▶ ПРЕДЛАГАЕМЫЙ ОТРЫВОК
──────

В Серебряном веке
В Серебряном веке
Георгий Иванович Чулков (1879–1939), поэт, прозаик, литературовед:
Однажды, на вернисаже выставки «Мира искусства», я заметил высокую, стройную сероглазую женщину, окруженную сотрудниками «Аполлона», которая стояла перед картинами Судейкина. Меня познакомили. Через несколько дней был вечер Федора Сологуба. Часов в одиннадцать я вышел из Тенишевского зала. Моросил дождь, и характернейший петербургский вечер окутал город своим синеватым волшебным сумраком. У подъезда я встретил опять сероглазую молодую даму. В петербургском вечернем тумане она похожа была на большую птицу, которая привыкла летать высоко, а теперь влачит по земле раненое крыло. Случилось так, что я предложил этой молодой даме довезти ее до вокзала: нам было по дороге. Она ехала на дачу. Мы опоздали и сели на вокзале за столик, ожидая следующего поезда. Среди беседы моя новая знакомая сказала между прочим:
— А вы знаете, я пишу стихи.
Полагая, что это одна из многих тогдашних поэтесс, я равнодушно и рассеянно попросил ее прочесть что-нибудь. Она стала читать стихи, которые потом вошли в ее первую книжку «Вечер». Первые же строфы, услышанные мною из ее уст, заставили меня насторожиться.

──────

▶ ПРЕДОСТАВЛЕННЫЕ МАТЕРИАЛЫ
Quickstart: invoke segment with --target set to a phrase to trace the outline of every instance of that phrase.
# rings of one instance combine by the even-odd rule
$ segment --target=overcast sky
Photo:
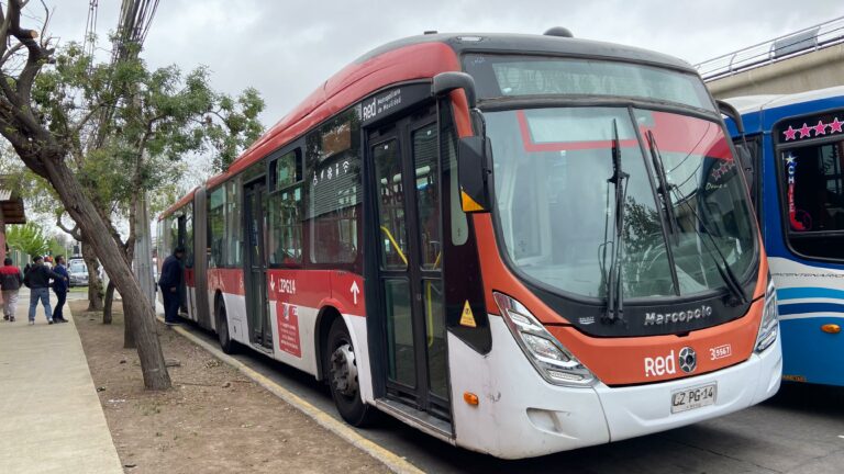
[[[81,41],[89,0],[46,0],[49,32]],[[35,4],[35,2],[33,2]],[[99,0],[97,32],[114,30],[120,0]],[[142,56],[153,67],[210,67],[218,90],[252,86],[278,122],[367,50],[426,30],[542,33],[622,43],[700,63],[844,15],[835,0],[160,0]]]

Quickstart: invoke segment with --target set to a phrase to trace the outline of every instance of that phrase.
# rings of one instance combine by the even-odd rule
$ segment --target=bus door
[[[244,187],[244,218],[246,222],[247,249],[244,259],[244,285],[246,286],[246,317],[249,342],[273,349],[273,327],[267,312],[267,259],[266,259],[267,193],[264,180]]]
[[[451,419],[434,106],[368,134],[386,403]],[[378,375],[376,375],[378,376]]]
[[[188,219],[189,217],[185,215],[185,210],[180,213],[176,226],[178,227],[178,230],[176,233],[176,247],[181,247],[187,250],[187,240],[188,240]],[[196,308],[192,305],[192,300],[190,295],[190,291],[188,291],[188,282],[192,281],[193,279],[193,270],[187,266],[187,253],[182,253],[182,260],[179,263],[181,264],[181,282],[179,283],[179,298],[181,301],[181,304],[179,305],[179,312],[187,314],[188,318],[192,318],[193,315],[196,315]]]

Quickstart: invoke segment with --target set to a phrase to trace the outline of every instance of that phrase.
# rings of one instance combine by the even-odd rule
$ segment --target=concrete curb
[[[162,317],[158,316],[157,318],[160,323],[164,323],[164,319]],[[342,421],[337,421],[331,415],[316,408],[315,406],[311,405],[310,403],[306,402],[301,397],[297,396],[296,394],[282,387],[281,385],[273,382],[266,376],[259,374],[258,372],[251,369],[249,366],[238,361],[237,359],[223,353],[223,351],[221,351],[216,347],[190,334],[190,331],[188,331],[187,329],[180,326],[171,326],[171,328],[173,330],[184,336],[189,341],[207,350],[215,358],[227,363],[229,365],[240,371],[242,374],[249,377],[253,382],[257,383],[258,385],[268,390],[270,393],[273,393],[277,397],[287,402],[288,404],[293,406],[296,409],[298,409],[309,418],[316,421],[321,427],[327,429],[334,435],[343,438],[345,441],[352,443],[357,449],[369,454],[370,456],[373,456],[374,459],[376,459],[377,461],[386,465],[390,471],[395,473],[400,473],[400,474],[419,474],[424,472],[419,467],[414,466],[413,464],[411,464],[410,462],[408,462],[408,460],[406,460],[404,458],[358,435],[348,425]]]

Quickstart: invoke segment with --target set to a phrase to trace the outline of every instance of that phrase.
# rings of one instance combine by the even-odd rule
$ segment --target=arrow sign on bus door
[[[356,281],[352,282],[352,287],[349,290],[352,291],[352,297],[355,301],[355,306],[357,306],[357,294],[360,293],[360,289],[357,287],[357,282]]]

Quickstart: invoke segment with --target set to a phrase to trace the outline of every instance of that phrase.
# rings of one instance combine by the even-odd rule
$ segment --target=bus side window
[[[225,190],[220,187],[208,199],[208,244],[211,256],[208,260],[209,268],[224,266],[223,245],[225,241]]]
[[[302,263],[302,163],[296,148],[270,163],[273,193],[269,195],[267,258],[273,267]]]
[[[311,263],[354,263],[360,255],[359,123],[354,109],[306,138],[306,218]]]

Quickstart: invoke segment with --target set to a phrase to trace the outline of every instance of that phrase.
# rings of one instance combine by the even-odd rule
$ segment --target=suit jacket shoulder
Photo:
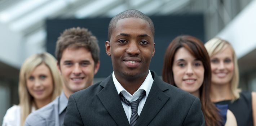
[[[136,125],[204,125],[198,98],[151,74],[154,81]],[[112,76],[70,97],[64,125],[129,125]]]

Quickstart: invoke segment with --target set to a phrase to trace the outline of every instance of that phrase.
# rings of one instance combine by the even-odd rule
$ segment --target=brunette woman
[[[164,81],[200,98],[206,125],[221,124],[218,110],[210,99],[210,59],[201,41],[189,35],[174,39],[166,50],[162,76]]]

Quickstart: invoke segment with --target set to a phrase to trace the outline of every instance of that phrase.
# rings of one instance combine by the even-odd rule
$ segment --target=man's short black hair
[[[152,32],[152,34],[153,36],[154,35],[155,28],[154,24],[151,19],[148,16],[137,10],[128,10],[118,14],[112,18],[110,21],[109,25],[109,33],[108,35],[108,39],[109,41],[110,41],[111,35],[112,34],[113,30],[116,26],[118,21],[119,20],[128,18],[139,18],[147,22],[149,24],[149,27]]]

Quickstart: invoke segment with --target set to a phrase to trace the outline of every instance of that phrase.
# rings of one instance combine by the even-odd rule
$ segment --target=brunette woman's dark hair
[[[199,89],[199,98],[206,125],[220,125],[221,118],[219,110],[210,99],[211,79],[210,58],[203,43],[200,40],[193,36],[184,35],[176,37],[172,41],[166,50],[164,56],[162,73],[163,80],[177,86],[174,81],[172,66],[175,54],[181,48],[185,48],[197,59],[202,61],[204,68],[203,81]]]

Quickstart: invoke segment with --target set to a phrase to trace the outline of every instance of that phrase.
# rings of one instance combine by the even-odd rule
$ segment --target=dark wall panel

──────

▶ ЗАДАНИЯ К УПРАЖНЕНИЮ
• 1. Где, согласно отрывку, рассказчик впервые заметил высокую сероглазую женщину?
• 2. Перепишите часть отрывка, заменив «равнодушно» на «безучастно». Начните со слов «Полагая, что это» и остановитесь после слов «заставили меня насторожиться.».
Материалы выше для работы не понадобятся.

▶ ОТВЕТЫ К ЗАДАНИЯМ
• 1. На вернисаже выставки «Мира искусства».

• 2.
Полагая, что это одна из многих тогдашних поэтесс, я безучастно и рассеянно попросил ее прочесть что-нибудь. Она стала читать стихи, которые потом вошли в ее первую книжку «Вечер». Первые же строфы, услышанные мною из ее уст, заставили меня насторожиться.